» What the task requires
The records that follow are to be transcribed exactly.

**** Records supplied

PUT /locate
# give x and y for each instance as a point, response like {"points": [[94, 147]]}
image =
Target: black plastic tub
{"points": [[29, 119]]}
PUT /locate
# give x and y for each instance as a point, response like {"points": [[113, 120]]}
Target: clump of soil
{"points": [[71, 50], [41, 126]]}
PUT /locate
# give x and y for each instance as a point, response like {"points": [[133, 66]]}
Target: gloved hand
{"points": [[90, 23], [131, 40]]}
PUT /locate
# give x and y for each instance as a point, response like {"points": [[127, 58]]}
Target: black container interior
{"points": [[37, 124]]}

********

» Result for this task
PUT /locate
# give x and y for each instance as a point, response like {"points": [[94, 147]]}
image =
Target: black plastic tub
{"points": [[29, 119]]}
PUT /locate
# give x and y for each instance as a point, response like {"points": [[113, 120]]}
Target: clump of soil
{"points": [[71, 50], [41, 126]]}
PUT /locate
# give x and y for each instance as a point, response like {"points": [[133, 66]]}
Target: gloved hand
{"points": [[90, 23], [131, 40]]}
PUT /locate
# give x and y for each instance as a point, response like {"points": [[127, 58]]}
Target: black container interior
{"points": [[37, 124]]}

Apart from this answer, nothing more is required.